- _The task_
Show each line from the rows below that contains the word "Query".
### Entries shown
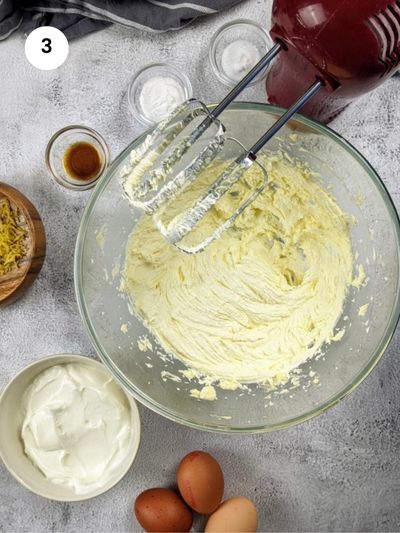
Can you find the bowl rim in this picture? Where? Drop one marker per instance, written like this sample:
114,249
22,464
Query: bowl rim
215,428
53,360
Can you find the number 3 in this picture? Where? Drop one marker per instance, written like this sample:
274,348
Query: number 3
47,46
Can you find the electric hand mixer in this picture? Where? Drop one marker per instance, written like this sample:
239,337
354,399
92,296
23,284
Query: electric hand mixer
######
### Entries shown
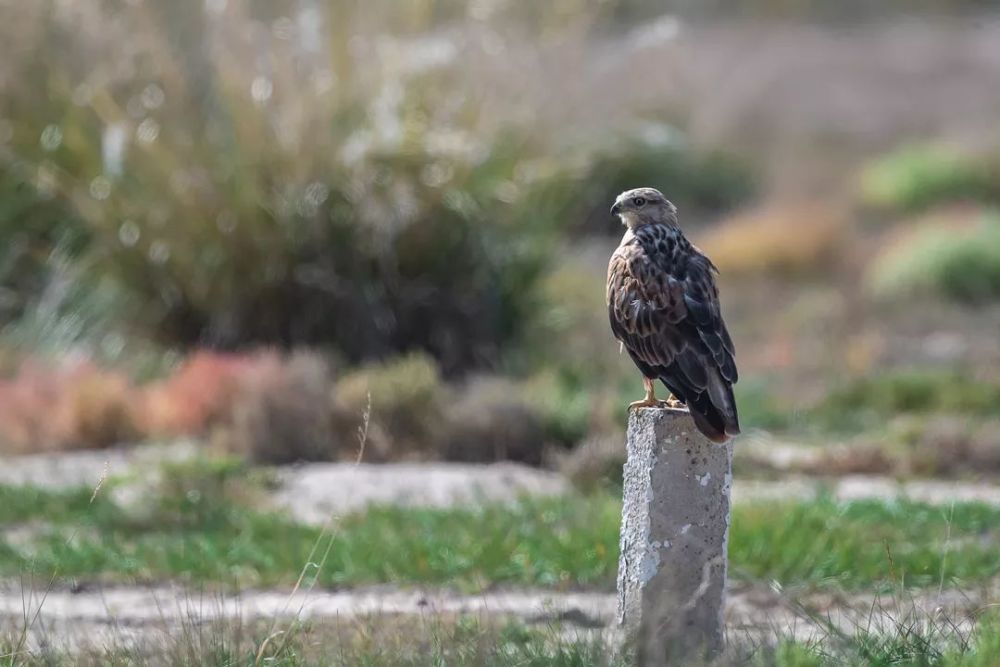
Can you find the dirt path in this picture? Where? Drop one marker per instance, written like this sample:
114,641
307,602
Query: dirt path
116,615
######
- _Answer to this problem_
Query: bowl rim
Query: number 3
Query: electric hand mixer
Query: dirt path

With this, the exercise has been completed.